*INSTRUCTIONS FOR THE TASK:*
Except for the pictures, write out all the records that follow exactly.

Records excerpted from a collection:
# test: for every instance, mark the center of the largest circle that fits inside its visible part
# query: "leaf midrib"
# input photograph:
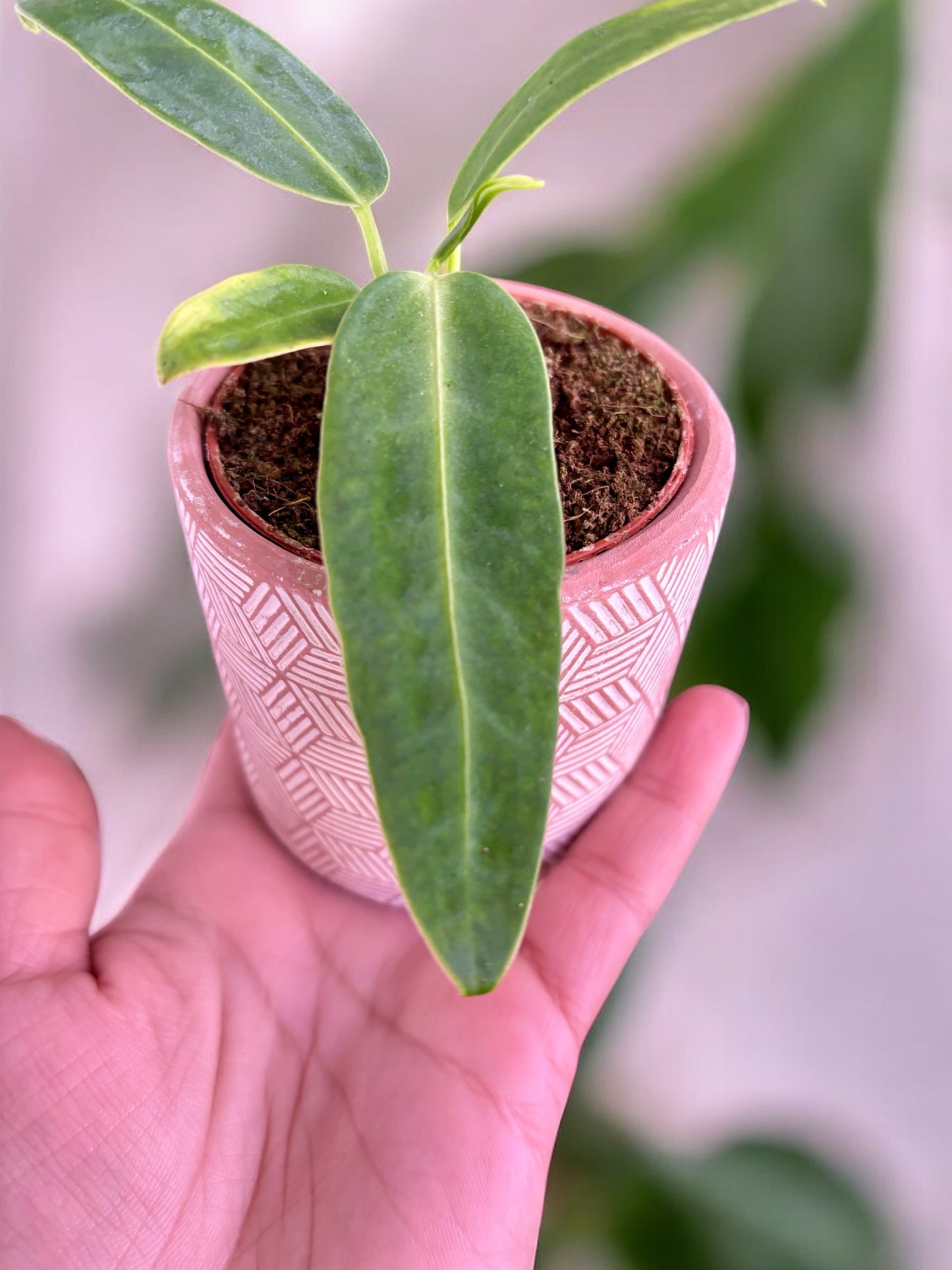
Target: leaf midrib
(584, 61)
(226, 70)
(451, 605)
(278, 319)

*RESPONSE:*
# test: for every instance, mark the center of the largest circle that fits inside its visible part
# query: "leaf midrib"
# input photograph:
Target: leaf midrib
(584, 61)
(226, 70)
(451, 605)
(278, 319)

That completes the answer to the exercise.